**ФРАГМЕНТ СТРАНИЦЫ:**
⁂

Два портрета вечного города

У каждого великого города есть свой портретист...

У каждого великого города есть свой портретист. Венецию с ее каналами, площадями, соборами и палаццо писал Каналетто. У Парижа с его бульварами, вокзалами и Монмартром, Сеной и Елисейскими полями — импрессионисты. У провинциального Витебска — великий фантазер Марк Шагал...


У Минска — Май Данциг


Да, это именно так. Лучшие портреты нашего города написал Данциг. Естественно, что пытались и пробуют многие: известные, именитые, талантливые... А вот удалось это сделать только одному художнику, только Данцигу... Почему так? Не знаю. Может, звезды сошлись и встали так, что из всех желающих город открылся, позволив себя увидеть и запечатлеть, только ему.


Огромная и просторная мастерская народного художника Беларуси невероятно загромождена и кажется тесной. Ее распирает от картин хозяина. Но ведь здесь только часть. Основные работы находятся в музеях и частных коллекциях. Но и сейчас мастерская заполнена под завязку. Напоминает склад произведений искусства или товарную базу.


Повсюду стоят и лежат картины, картинки, рамы, ящики, багет, свертки холста, коробки с красками. Мольберты, палитры, кувшины с кистями напоминают букеты засохших цветов. В мастерской готовится большая выставка, посвященная восьмидесятилетию художника. Это будет весной следующего года, но работ так много, что ими приходится заниматься уже сейчас. Устраиваемся под большущим, почти во всю стену, начатым полотном, на старом диване. Разливается по чашкам чай.


«Конфеты, даже если они и были, то долго лежать не могут, это же конфеты... Поэтому и будем пить чай без сахара», — Май Вольфович смеется как ребенок.


Мы с ним давно не виделись. Радуемся встрече. Тридцать лет назад виделись каждый день. Мне везло на учителей. Профессор Данциг целых четыре года был моим преподавателем живописи и композиции в стенах театрально–художественного института. Тогда мы ожесточенно спорили, доказывая свою правоту и убежденность... Дискутировали... Теперь, вспоминая горячность тех споров, — смеемся. Время все расставило по своим местам. Земля продолжает крутиться.

⁂

**ПРЕДОСТАВЛЕННЫЕ СТРОКИ:**
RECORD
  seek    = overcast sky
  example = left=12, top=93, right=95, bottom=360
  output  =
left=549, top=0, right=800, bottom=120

⁂

**ЗАДАНИЯ:**
a. Перепишите слово в слово отрывок текста о Мае Данциге от «Да, это именно» до «или товарную базу.».
b. Какой дате посвящена большая выставка, к которой готовятся в мастерской, если верить тексту о Мае Данциге?
Строки для этой работы не понадобятся.

**ОТВЕТЫ ПО ПОРЯДКУ:**
a.
Да, это именно так. Лучшие портреты нашего города написал Данциг. Естественно, что пытались и пробуют многие: известные, именитые, талантливые... А вот удалось это сделать только одному художнику, только Данцигу... Почему так? Не знаю. Может, звезды сошлись и встали так, что из всех желающих город открылся, позволив себя увидеть и запечатлеть, только ему.


Огромная и просторная мастерская народного художника Беларуси невероятно загромождена и кажется тесной. Ее распирает от картин хозяина. Но ведь здесь только часть. Основные работы находятся в музеях и частных коллекциях. Но и сейчас мастерская заполнена под завязку. Напоминает склад произведений искусства или товарную базу.

b. Восьмидесятилетию художника.